#### Input data
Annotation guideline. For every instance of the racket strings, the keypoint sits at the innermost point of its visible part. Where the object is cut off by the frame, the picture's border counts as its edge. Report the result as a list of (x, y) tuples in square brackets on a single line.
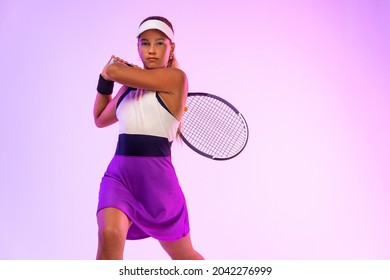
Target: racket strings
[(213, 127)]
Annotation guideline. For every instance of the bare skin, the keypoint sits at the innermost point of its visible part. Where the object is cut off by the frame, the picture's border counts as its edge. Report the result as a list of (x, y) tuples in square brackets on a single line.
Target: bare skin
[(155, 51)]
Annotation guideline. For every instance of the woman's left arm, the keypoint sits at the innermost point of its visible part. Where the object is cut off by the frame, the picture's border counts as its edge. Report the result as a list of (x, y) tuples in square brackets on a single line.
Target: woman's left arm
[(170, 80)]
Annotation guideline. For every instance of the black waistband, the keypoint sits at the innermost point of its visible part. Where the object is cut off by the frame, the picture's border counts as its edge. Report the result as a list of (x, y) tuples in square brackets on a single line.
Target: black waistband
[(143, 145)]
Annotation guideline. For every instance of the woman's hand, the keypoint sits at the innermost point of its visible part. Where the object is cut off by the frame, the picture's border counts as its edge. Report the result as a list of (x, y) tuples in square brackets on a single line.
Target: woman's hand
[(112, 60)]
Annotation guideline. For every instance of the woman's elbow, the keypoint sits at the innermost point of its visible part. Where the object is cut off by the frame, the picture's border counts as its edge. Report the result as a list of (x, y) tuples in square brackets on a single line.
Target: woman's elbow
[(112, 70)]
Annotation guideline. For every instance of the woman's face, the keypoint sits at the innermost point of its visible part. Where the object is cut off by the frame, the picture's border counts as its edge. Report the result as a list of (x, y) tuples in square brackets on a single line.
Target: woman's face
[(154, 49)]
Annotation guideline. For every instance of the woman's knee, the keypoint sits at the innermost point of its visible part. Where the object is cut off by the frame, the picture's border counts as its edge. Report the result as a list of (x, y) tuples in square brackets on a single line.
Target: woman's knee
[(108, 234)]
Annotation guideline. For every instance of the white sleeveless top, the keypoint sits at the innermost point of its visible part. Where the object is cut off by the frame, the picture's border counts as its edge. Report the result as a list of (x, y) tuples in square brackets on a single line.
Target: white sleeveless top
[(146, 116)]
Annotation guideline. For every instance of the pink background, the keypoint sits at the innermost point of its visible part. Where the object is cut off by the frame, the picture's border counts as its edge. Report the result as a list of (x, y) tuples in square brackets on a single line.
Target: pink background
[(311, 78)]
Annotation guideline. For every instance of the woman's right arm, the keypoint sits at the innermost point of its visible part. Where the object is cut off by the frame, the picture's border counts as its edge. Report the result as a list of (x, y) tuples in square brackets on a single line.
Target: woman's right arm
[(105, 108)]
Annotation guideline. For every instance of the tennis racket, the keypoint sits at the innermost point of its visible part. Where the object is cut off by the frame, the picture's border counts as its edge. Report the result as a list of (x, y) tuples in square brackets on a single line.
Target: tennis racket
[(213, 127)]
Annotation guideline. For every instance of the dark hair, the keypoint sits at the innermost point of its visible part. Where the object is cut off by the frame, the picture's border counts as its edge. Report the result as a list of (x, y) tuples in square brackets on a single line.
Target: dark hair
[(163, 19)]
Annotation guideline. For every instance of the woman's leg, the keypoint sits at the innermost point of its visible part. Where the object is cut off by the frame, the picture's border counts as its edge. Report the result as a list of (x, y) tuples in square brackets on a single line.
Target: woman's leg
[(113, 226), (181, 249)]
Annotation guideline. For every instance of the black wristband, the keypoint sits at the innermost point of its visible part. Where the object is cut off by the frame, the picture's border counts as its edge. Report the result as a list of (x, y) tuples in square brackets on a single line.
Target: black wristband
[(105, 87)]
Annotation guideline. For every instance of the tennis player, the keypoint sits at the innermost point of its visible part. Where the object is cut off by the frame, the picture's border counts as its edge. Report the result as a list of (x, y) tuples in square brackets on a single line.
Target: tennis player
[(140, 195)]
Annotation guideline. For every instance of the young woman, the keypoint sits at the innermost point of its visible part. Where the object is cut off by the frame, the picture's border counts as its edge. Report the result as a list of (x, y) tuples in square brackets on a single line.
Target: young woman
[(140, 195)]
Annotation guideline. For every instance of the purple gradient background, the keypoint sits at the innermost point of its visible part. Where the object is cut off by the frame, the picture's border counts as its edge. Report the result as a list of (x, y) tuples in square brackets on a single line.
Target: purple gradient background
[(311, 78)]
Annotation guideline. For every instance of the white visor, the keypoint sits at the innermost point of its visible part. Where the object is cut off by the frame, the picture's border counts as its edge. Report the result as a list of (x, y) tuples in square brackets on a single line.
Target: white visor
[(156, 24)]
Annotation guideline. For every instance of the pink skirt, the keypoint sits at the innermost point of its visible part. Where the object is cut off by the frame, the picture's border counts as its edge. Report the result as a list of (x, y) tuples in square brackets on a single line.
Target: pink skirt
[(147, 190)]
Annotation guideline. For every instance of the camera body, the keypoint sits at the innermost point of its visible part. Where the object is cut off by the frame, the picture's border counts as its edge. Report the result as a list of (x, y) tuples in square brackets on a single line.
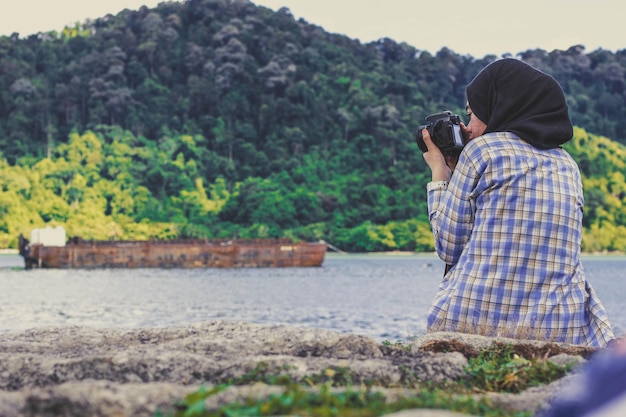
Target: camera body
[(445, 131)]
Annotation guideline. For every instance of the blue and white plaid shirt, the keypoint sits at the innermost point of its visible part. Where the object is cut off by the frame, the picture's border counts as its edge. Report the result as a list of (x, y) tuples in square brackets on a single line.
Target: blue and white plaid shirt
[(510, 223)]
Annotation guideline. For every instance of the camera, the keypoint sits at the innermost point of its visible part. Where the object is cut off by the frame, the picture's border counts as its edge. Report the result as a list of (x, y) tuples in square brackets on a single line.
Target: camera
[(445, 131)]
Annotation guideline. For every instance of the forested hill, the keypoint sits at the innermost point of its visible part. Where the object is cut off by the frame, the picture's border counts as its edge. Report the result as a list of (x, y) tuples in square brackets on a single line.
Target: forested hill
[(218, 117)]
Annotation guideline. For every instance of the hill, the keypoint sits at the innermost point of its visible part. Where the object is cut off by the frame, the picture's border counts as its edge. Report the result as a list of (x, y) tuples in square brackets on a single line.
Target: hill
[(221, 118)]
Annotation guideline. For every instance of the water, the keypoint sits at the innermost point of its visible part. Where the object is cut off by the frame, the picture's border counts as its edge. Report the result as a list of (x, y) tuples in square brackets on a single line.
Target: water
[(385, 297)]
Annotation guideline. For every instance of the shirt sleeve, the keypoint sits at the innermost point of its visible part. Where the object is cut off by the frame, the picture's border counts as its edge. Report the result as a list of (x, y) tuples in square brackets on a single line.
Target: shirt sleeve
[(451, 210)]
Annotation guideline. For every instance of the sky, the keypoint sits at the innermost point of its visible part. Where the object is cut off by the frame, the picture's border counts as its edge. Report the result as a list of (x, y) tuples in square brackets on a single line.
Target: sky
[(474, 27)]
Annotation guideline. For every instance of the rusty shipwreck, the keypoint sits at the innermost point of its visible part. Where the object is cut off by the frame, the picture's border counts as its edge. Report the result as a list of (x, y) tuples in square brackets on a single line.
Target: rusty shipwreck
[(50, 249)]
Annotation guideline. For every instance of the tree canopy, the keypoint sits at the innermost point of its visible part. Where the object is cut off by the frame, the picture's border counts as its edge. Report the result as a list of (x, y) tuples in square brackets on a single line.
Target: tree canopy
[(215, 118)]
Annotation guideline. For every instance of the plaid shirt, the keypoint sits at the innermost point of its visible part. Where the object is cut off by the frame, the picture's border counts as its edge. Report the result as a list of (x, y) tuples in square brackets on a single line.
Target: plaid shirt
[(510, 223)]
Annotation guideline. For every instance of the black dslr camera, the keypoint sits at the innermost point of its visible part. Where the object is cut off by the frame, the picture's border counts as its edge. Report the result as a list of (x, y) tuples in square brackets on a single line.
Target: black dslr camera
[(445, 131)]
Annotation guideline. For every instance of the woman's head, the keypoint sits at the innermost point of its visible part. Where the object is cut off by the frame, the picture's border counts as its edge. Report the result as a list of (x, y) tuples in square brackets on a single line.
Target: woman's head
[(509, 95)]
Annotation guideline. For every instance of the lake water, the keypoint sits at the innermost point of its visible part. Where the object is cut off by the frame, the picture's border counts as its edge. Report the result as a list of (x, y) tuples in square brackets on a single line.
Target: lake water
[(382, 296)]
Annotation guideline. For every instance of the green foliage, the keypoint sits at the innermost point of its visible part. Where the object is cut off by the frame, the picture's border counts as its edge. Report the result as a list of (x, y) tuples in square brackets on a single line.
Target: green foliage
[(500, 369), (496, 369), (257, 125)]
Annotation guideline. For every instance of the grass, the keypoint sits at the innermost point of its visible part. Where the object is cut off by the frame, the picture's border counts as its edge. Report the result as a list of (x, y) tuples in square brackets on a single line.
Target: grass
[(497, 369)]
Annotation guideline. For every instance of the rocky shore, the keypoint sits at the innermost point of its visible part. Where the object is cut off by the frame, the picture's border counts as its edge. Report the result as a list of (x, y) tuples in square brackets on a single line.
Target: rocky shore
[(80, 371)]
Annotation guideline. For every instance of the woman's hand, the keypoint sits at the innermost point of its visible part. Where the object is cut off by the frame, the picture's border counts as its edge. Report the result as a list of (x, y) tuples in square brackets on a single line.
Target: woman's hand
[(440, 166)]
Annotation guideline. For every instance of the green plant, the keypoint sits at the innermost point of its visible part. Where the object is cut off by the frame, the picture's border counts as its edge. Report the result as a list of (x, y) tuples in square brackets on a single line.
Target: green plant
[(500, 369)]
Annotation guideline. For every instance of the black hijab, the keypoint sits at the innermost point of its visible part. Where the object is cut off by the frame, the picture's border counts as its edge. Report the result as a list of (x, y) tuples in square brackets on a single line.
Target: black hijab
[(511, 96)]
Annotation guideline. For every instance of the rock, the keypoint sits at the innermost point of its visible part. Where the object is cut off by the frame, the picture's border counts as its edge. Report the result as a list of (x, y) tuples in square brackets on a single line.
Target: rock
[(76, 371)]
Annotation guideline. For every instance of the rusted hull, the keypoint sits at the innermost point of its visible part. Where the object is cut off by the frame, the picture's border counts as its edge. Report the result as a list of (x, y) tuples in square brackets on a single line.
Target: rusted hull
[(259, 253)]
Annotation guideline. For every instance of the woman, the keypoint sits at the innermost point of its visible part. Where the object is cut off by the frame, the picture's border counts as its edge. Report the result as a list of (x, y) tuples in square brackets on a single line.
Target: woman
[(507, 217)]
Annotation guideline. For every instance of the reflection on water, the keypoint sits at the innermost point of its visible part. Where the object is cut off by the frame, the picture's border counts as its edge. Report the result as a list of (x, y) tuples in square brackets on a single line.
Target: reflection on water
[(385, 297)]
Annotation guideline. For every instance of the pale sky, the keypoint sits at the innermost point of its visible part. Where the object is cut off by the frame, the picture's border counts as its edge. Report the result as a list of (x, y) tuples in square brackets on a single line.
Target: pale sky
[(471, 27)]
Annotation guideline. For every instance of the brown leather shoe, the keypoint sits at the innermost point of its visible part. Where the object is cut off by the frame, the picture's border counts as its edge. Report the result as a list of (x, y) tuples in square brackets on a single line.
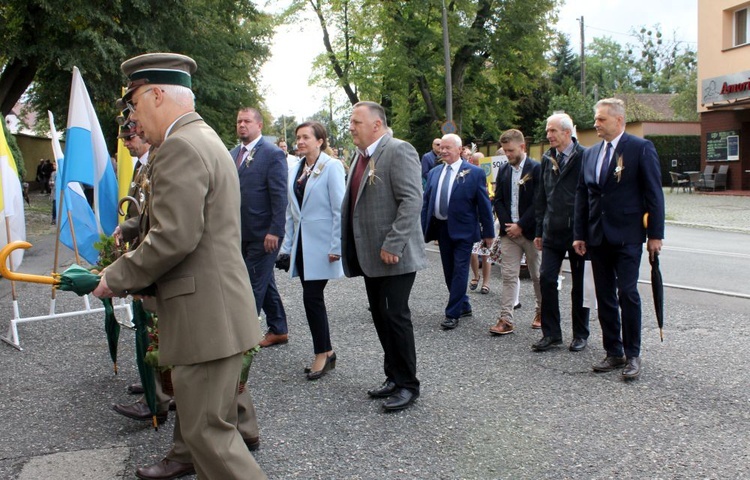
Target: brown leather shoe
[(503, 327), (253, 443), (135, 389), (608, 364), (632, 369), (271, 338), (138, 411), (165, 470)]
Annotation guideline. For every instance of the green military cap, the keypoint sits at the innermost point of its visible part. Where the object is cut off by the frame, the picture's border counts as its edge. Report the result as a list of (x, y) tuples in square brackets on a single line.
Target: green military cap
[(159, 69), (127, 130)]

#### The task
Rescale the lines beginning at the one that contains "Annotation guideline. For every instance of the white visor, the" and ending after the one that contains "[(156, 24)]", copying every line in full with the wording unchanged. Multiply each point coordinate in the answers by 0.85 and round it to a whole number, with halves rounded up.

#### The answer
Annotation guideline. For every instance of the white visor, the keypoint sits at the innermost point of its visible part. Where the object is cut off by the frame, the picture's border counts as its edge. Report the result as a list of (x, y) tuples in square brackets on a single line.
Target: white visor
[(133, 20)]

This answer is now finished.